EXERCISE DIRECTIONS
A complete response lists each line of the data below that includes the word "after".

(TASK MATERIAL)

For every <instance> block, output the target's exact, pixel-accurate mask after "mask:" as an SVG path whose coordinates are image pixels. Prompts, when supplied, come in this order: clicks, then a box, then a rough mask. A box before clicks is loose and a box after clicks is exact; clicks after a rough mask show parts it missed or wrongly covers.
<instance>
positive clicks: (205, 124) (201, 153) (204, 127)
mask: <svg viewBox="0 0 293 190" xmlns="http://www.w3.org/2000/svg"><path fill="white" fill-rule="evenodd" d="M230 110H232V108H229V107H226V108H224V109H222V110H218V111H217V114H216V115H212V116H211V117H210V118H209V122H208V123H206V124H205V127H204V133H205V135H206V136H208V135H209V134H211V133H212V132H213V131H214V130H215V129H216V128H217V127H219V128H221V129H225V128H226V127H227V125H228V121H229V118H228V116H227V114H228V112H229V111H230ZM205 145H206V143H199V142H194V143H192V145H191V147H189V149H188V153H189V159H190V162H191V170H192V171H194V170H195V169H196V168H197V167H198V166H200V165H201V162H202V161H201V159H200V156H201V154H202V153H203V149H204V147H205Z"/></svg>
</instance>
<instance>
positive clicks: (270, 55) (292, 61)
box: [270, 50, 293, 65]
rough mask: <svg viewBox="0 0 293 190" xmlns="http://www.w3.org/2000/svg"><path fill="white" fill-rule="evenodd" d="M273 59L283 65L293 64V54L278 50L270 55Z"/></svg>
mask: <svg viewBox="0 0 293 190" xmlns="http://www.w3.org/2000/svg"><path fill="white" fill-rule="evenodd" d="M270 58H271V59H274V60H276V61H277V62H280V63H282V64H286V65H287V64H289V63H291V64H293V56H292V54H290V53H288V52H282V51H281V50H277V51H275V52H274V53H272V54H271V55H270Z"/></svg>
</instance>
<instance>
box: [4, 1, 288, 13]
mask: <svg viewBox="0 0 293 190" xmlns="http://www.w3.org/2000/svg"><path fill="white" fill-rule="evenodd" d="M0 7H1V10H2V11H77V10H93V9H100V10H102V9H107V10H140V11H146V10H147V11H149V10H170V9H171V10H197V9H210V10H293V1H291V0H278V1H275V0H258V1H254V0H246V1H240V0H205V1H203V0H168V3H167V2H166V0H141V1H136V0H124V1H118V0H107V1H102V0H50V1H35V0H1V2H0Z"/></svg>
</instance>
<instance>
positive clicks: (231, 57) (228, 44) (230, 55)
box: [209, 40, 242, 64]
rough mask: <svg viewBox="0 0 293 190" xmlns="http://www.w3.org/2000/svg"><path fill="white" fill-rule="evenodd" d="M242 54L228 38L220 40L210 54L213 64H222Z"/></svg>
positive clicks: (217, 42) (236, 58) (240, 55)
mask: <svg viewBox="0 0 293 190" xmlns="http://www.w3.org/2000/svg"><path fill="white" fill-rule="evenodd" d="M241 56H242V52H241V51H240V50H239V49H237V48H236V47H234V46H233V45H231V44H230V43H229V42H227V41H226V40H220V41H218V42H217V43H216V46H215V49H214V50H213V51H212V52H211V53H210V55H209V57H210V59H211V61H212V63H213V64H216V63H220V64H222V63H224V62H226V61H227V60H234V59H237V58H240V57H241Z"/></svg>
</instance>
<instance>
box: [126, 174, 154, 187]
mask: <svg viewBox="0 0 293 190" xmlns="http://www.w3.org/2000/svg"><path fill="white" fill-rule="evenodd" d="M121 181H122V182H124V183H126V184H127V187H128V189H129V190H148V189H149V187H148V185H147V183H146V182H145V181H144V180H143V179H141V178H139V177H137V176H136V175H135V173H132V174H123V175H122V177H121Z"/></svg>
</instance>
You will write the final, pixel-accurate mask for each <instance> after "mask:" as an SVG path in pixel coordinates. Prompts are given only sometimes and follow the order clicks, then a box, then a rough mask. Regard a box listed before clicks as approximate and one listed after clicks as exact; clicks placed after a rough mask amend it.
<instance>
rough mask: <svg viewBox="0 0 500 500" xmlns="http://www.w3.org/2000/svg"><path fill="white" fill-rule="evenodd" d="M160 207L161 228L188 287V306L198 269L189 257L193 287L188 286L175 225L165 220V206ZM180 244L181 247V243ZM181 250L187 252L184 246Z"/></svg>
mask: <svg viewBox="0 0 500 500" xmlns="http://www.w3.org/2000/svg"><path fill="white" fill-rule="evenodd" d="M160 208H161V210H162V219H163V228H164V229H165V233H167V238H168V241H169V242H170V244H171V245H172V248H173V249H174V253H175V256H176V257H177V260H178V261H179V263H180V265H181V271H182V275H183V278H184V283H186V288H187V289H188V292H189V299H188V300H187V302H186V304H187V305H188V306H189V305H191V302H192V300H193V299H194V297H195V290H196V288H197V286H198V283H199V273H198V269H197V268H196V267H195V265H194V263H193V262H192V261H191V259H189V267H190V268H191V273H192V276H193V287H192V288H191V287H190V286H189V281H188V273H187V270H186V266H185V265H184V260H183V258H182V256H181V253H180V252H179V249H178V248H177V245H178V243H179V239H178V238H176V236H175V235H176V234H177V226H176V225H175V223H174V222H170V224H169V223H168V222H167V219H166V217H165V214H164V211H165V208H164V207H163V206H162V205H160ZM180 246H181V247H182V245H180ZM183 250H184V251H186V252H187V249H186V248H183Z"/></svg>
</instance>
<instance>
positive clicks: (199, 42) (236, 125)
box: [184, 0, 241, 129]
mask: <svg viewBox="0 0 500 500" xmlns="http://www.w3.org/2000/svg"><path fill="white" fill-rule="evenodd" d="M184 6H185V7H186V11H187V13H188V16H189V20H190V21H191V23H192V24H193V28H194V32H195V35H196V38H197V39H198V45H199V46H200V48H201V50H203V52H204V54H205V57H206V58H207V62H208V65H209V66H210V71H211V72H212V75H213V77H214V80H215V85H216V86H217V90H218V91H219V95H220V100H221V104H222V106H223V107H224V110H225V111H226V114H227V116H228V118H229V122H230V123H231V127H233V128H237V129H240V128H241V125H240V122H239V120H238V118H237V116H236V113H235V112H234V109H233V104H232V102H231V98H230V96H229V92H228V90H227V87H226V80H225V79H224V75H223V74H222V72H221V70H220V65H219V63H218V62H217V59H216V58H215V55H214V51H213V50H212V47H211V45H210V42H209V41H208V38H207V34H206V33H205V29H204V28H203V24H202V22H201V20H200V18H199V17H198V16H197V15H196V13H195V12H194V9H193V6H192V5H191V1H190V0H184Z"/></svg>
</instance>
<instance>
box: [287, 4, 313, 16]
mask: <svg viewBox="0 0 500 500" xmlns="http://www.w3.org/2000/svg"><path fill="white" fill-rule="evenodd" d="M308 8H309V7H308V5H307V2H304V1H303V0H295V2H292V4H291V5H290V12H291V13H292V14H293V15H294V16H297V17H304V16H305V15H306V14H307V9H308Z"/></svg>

(End TASK MATERIAL)

ANSWER TO THE EXERCISE
For every <instance> block, output the target's exact, pixel-accurate mask after "mask:" as an SVG path whose coordinates are image pixels. Prompts, when supplied, come in this order: clicks, then a box, then a rough mask. A box before clicks is loose and a box after clicks is exact; clicks after a rough mask show parts it missed or wrongly covers.
You will write the final, pixel-accurate mask for each <instance> after "mask:" as an SVG path in pixel coordinates. Prompts are given only sometimes and follow the order clicks, then a box, then a rough mask. Regard a box listed before clicks as approximate and one listed after clicks as exact; clicks placed after a rough mask amend it.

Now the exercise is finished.